◆ **DATASET**:
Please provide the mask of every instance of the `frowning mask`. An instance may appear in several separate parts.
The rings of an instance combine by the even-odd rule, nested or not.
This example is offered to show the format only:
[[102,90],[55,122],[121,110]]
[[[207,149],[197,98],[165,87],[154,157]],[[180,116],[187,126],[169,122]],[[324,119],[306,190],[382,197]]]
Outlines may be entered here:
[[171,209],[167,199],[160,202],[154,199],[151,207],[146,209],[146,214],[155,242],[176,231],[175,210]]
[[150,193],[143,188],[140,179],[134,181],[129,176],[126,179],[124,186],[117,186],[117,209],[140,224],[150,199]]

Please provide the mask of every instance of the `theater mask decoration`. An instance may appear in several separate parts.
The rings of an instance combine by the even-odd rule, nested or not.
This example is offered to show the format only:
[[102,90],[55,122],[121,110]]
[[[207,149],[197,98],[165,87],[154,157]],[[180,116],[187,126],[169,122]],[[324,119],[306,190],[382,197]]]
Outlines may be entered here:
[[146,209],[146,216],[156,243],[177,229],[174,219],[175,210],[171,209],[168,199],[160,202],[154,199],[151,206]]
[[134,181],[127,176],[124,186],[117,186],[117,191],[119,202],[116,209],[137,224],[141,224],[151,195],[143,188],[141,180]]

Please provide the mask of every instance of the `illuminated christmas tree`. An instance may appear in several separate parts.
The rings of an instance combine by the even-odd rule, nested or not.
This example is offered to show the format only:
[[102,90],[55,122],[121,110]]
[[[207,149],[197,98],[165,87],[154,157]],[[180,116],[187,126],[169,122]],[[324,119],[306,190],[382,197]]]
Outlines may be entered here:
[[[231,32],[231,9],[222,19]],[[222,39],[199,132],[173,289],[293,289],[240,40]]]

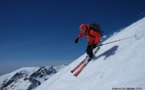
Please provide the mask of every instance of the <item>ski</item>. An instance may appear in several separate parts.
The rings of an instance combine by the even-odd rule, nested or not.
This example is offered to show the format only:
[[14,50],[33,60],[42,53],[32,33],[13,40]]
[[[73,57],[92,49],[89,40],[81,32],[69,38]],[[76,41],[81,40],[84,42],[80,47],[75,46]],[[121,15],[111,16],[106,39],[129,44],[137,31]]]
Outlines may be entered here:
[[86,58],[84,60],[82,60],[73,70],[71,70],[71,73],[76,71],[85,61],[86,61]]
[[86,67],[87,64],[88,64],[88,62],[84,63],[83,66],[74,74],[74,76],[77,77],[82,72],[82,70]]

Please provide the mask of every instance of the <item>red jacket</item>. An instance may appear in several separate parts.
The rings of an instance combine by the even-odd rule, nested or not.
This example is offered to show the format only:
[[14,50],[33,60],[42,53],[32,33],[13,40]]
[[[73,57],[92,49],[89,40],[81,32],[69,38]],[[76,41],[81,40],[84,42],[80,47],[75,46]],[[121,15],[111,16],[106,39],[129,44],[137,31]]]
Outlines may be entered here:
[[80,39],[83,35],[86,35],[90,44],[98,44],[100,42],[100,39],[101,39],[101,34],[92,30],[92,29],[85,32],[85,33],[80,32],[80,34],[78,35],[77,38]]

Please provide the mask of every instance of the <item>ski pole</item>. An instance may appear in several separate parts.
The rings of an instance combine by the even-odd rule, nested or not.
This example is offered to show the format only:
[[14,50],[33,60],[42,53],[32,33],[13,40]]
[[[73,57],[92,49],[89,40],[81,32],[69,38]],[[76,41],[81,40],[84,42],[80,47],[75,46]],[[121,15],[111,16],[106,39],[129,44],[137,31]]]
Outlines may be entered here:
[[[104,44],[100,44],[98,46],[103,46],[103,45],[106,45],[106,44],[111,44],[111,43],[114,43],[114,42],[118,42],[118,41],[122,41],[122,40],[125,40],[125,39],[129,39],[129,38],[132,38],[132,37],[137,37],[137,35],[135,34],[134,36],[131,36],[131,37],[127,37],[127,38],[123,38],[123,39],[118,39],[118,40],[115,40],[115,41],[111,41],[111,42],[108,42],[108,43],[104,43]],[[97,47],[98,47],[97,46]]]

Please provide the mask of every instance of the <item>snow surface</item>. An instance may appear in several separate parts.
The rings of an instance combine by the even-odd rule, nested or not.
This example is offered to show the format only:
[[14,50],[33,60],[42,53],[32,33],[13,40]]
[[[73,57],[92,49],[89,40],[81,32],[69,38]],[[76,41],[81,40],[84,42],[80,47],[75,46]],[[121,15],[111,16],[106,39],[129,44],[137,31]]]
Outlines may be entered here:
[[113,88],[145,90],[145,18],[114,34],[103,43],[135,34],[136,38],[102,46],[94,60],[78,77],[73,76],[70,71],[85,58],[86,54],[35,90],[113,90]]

◆ **TASK GOAL**: Copy every one of the lines above word for word, leaving out the pictures.

◆ **PROBLEM SOLUTION**:
Please provide the mask of every instance of the `frowning mask`. An instance may appear in several separate parts.
The rings of an instance combine by the even-odd rule, nested or not.
This example is offered to show the format only:
[[102,90],[55,122],[121,110]]
[[[207,149],[197,98],[165,87],[154,157]],[[180,116],[187,126],[169,122]],[[324,119],[306,190],[382,197]]]
Outlines may be entered here:
[[171,209],[167,199],[160,202],[154,199],[151,207],[146,209],[146,214],[155,242],[176,231],[175,210]]
[[150,193],[143,188],[140,179],[134,181],[129,176],[126,179],[124,186],[117,186],[117,209],[140,224],[150,199]]

Please provide the mask of every instance of the `theater mask decoration`. An instance may appear in several separate parts.
The rings of an instance combine by the even-odd rule, nested or not.
This example is offered to show the format only:
[[102,90],[55,122],[121,110]]
[[[207,149],[197,98],[165,87],[154,157]],[[180,116],[187,126],[169,122]],[[324,119],[306,190],[382,197]]]
Outlines may be entered here:
[[146,209],[146,216],[156,243],[177,229],[174,219],[175,210],[171,209],[168,199],[160,202],[154,199],[151,206]]
[[134,181],[127,176],[124,186],[117,186],[117,191],[119,202],[116,209],[137,224],[141,224],[151,195],[143,188],[141,180]]

Please provide the mask of every instance of the `illuminated christmas tree`. An instance may appear in several separate parts.
The rings of an instance combine by the even-odd rule, nested or not.
This example is offered to show the format only:
[[102,90],[55,122],[121,110]]
[[[207,149],[197,98],[165,87],[154,157]],[[180,116],[187,126],[169,122]],[[324,119],[306,190],[382,197]]]
Outlines may be entered here:
[[[231,32],[231,9],[222,19]],[[222,39],[199,132],[173,289],[293,289],[240,40]]]

Please provide the mask of every instance of the <item>ski</item>. An instance may appear in several separate parts.
The rings of an instance combine by the even-odd rule, nested or not.
This example is offered to show the format only:
[[14,50],[33,60],[42,53],[32,33],[13,40]]
[[[73,57],[92,49],[89,40],[81,32],[69,38]],[[76,41],[81,40],[84,42],[80,47],[75,46]],[[121,15],[111,16],[106,39],[129,44],[137,31]]]
Outlines may be entered here:
[[86,58],[84,60],[82,60],[73,70],[71,70],[71,73],[76,71],[85,61],[86,61]]
[[86,67],[87,64],[88,64],[88,62],[84,63],[83,66],[74,74],[74,76],[77,77],[82,72],[82,70]]

Please provide the mask of every instance of the <item>red jacket</item>. An instance may appear in several separate parts.
The rings of an instance combine by the even-odd rule, nested or not.
This example is offered to show the format only:
[[14,50],[33,60],[42,53],[32,33],[13,40]]
[[[73,57],[92,49],[89,40],[81,32],[69,38]],[[76,41],[81,40],[84,42],[80,47],[75,46]],[[121,15],[111,16],[106,39],[129,44],[137,31]]]
Outlines may be entered here:
[[80,39],[83,35],[86,35],[90,44],[98,44],[100,42],[100,39],[101,39],[101,34],[92,30],[92,29],[85,32],[85,33],[80,32],[80,34],[78,35],[77,38]]

Please provide the mask of every instance of the <item>ski pole</item>. An instance may appear in several separate parts.
The rings of an instance combine by the even-odd rule, nested or not.
This example is offered to show the format only:
[[14,50],[33,60],[42,53],[32,33],[13,40]]
[[[73,57],[92,49],[89,40],[81,32],[69,38]],[[76,41],[81,40],[84,42],[80,47],[75,46]],[[121,15],[111,16],[106,39],[129,44],[137,31]]]
Outlines may be entered here:
[[[104,44],[100,44],[98,46],[103,46],[103,45],[106,45],[106,44],[111,44],[111,43],[114,43],[114,42],[118,42],[118,41],[122,41],[122,40],[125,40],[125,39],[129,39],[129,38],[132,38],[132,37],[137,37],[137,35],[135,34],[134,36],[131,36],[131,37],[127,37],[127,38],[123,38],[123,39],[118,39],[118,40],[115,40],[115,41],[111,41],[111,42],[108,42],[108,43],[104,43]],[[97,47],[98,47],[97,46]]]

Please provide the mask of every instance of the <item>snow surface</item>. An instance may appear in several separate parts.
The rings of an instance combine by the even-odd rule, nested or not.
This example is offered to show the format only:
[[14,50],[33,60],[42,53],[32,33],[13,40]]
[[[73,57],[92,49],[89,40],[81,32],[69,38]],[[76,41],[81,40],[84,42],[80,47],[75,46]],[[121,15],[111,16],[106,39],[129,44],[137,31]]]
Outlines may be entered here:
[[113,88],[145,90],[145,18],[114,34],[103,43],[135,34],[136,38],[102,46],[94,60],[78,77],[73,76],[70,71],[85,58],[86,54],[35,90],[113,90]]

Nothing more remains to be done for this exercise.